_Esercizio assegnato A_.
In base al brano sul caso Ferri riportato più sotto, si risponda alle domande seguenti.
(i) A quale incarico è stato nominato Filippo Ferri?
(ii) A quale pena fu condannato Ferri nel processo Diaz?
(iii) Come fu qualificata dalla Corte europea la "perquisizione" alla Diaz?

_Estratto_.
================

Il passo viene in mente di fronte alle polemiche nate dalla fresca nomina di
Filippo Ferri a questore di Monza. Ferri nel processo Diaz fu condannato a tre
anni e otto mesi, con annessa -automatica- sospensione dai pubblici uffici per
cinque anni, ma né lui né altri sono stati mai sospesi durante i processi, tanto
meno “rimossi” dopo la condanna definitiva (2012).
Di più: nessuno -salvo forse uno, multato per 47 euro- è stato nemmeno
sottoposto a procedimenti disciplinari. E dire che la “perquisizione” alla Diaz
fu qualificata dalla Corte europea come un caso di tortura e che la condotta dei
vertici di polizia e dello Stato fu fortemente stigmatizzato dai giudici di
Strasburgo, specie per la constatazione che la polizia “ostacolò impunemente”
l’azione della magistratura.
Che dire, dunque, del “caso Ferri”? Una cosa semplice: che il governo italiano,
con qualche ragione a dire il vero, ritiene che il caso Genova G8 sia chiuso e
archiviato, ormai dimenticato dall’opinione pubblica, per cui nulla osta alla
nomina a questore di un funzionario con un passato così problematico.

================

(Voci di annotazione delle coordinate)
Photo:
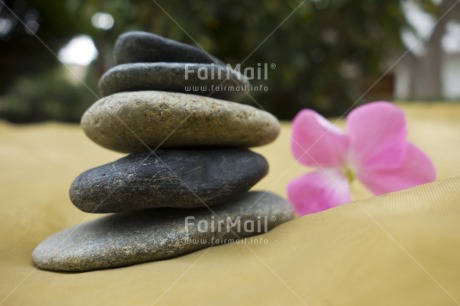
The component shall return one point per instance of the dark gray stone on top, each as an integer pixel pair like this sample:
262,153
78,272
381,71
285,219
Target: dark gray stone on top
210,80
143,47
168,178
147,235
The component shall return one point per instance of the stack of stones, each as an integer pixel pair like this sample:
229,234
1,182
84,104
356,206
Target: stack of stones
185,184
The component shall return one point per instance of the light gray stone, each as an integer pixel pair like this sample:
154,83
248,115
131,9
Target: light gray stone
168,178
137,121
147,235
209,80
144,47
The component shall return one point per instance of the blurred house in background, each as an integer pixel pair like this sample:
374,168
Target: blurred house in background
430,67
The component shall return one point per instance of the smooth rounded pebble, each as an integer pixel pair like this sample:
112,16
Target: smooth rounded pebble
144,47
147,235
209,80
168,178
144,120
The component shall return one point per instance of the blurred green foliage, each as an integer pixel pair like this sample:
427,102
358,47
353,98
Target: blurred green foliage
49,95
324,50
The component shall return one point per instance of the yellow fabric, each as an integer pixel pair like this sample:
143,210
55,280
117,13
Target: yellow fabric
398,249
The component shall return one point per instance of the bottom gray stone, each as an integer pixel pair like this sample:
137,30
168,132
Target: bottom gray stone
153,234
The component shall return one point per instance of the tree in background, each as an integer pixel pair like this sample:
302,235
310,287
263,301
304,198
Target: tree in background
323,50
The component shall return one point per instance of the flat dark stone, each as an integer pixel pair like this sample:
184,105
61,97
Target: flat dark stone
155,234
168,178
135,121
143,47
209,80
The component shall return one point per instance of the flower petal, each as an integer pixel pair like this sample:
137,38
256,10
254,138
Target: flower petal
318,191
316,142
377,134
415,169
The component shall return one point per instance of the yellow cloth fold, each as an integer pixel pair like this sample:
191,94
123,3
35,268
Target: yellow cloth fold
398,249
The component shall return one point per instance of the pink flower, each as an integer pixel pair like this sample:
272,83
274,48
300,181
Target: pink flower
375,151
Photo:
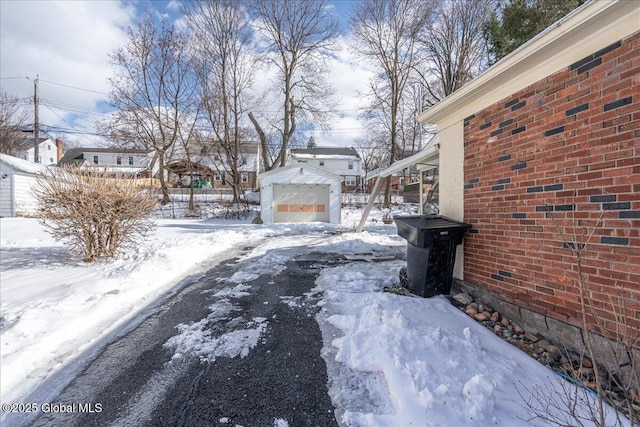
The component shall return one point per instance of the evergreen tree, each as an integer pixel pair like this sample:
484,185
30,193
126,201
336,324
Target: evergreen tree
520,21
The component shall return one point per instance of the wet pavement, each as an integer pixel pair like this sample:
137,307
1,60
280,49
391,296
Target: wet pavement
139,380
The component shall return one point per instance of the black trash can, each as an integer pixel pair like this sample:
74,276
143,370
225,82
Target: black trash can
432,241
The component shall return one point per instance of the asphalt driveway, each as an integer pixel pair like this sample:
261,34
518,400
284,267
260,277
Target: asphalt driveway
139,380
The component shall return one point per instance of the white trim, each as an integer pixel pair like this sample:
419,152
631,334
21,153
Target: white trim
590,28
425,159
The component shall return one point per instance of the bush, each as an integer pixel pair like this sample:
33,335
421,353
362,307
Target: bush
94,214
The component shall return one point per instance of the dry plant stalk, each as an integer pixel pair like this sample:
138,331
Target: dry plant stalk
95,214
575,405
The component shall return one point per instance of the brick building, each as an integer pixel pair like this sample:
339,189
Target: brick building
545,142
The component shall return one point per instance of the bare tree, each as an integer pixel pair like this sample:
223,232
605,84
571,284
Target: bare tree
372,151
220,40
13,117
152,90
386,34
454,46
296,35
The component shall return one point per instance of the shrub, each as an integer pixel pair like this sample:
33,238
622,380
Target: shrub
94,214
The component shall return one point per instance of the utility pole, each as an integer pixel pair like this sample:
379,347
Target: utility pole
36,123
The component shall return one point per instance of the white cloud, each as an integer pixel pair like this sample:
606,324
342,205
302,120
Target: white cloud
68,42
349,78
63,42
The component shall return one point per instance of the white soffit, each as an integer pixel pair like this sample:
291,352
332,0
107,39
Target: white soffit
425,159
590,28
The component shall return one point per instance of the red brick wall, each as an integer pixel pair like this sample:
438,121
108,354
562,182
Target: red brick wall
566,148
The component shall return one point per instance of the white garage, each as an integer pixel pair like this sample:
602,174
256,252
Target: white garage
300,193
17,179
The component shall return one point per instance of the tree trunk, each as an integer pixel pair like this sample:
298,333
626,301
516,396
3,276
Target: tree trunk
263,142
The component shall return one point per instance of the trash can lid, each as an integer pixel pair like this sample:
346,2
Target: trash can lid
430,222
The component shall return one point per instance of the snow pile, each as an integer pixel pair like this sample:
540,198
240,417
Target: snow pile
54,308
401,361
197,339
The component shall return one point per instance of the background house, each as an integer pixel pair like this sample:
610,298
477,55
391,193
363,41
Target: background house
49,152
17,180
345,162
546,140
211,164
138,163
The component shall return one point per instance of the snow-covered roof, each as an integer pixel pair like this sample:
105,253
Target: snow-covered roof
325,152
21,164
324,156
116,169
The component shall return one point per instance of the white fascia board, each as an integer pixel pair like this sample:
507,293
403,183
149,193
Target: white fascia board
593,26
425,159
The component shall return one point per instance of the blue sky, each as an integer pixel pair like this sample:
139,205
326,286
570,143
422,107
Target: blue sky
67,42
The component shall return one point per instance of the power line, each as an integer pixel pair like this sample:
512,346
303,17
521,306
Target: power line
74,87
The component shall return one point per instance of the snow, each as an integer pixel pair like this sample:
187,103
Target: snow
391,360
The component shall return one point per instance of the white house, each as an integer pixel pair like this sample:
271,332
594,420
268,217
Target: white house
17,180
49,152
345,162
117,161
300,193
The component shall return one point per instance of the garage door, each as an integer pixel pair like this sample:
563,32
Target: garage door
300,202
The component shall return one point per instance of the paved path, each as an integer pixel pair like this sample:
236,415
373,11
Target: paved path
137,383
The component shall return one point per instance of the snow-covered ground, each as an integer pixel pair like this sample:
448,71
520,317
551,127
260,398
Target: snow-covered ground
392,360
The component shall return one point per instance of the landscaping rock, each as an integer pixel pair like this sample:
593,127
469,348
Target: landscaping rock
463,298
481,317
471,311
531,337
586,362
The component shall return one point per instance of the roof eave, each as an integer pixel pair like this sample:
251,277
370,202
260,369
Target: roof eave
539,52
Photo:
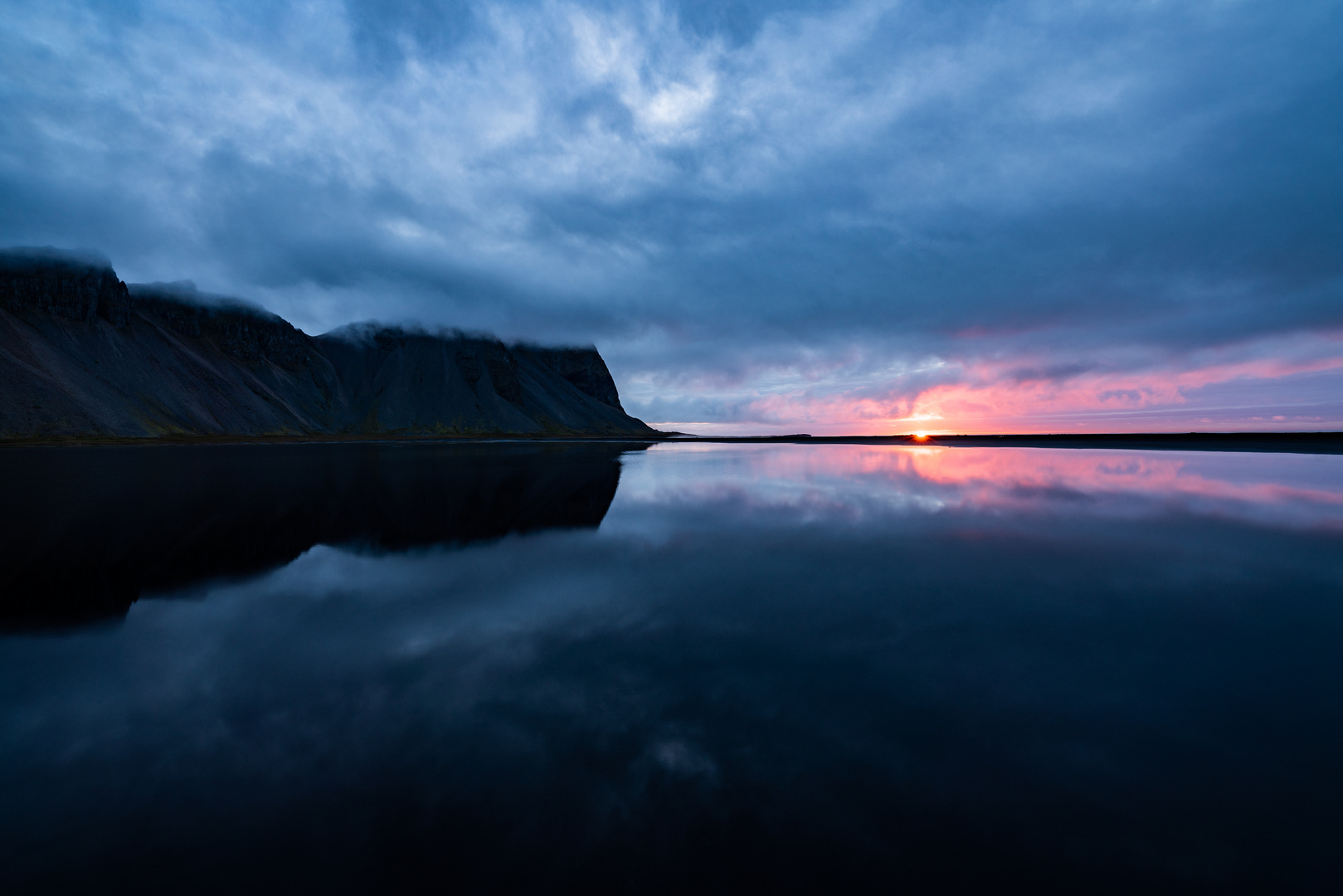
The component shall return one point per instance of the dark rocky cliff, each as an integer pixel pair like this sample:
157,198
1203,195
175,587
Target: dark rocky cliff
84,355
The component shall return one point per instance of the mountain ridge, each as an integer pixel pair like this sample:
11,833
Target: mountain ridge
85,355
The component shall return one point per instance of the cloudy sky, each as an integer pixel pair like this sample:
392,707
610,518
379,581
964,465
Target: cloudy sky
868,217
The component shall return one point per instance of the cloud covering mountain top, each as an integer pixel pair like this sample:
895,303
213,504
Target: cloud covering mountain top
833,217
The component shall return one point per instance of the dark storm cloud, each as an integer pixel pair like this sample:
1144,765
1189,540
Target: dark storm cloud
737,199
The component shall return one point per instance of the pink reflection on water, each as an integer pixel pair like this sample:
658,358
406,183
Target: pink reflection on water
1293,489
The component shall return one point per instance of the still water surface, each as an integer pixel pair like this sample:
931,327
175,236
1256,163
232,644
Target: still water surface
520,668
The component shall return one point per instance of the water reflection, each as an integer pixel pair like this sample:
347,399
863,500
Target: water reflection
771,666
88,531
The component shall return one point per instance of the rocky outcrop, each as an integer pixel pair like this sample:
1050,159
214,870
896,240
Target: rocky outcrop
74,286
80,355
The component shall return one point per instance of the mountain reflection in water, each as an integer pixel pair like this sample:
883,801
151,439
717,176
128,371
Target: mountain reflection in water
771,666
95,528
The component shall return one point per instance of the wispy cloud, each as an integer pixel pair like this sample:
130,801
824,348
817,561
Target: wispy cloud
752,208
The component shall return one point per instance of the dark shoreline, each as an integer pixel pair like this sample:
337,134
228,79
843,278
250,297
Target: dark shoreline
1268,442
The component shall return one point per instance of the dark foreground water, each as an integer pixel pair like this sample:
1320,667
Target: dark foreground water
692,668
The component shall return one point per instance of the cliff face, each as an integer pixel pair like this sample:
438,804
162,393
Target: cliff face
84,355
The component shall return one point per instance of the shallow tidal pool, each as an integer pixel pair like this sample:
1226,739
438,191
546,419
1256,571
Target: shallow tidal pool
670,668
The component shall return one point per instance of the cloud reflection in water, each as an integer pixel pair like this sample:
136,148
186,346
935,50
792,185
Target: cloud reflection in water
787,666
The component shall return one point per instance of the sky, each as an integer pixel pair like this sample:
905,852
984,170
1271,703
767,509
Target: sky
789,217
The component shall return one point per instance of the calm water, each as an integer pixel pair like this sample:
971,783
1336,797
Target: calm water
689,668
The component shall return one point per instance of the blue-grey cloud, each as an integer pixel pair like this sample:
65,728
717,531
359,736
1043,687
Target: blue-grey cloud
722,195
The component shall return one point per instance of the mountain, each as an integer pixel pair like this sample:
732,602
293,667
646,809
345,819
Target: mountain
80,353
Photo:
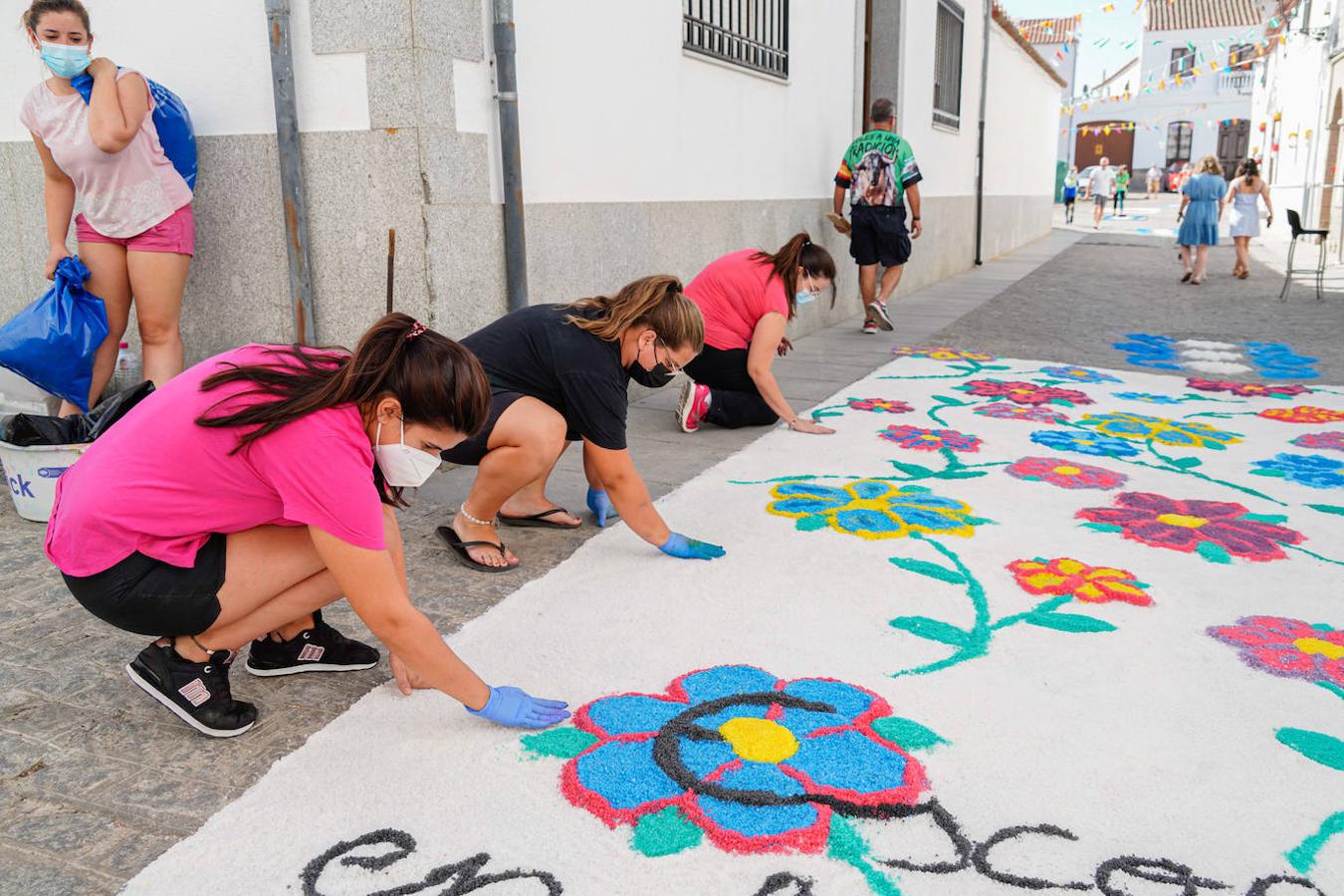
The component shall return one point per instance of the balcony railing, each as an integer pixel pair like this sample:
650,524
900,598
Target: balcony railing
1238,82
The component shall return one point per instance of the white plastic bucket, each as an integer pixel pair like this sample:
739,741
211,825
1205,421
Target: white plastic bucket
31,474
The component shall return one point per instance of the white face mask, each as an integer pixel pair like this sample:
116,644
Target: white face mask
403,466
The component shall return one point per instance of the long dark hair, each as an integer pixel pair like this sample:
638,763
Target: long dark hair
1248,168
438,383
799,251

================

_Esercizio assegnato B_.
Si conti quante righe dei record contengono la stringa "pool", tenendo conto della distinzione tra maiuscole e minuscole. Si indichi soltanto il numero.

_Risposta A_.
(i) Questore di Monza.
(ii) Tre anni e otto mesi, con annessa sospensione automatica dai pubblici uffici per cinque anni.
(iii) Come un caso di tortura.

_Risposta B_.
2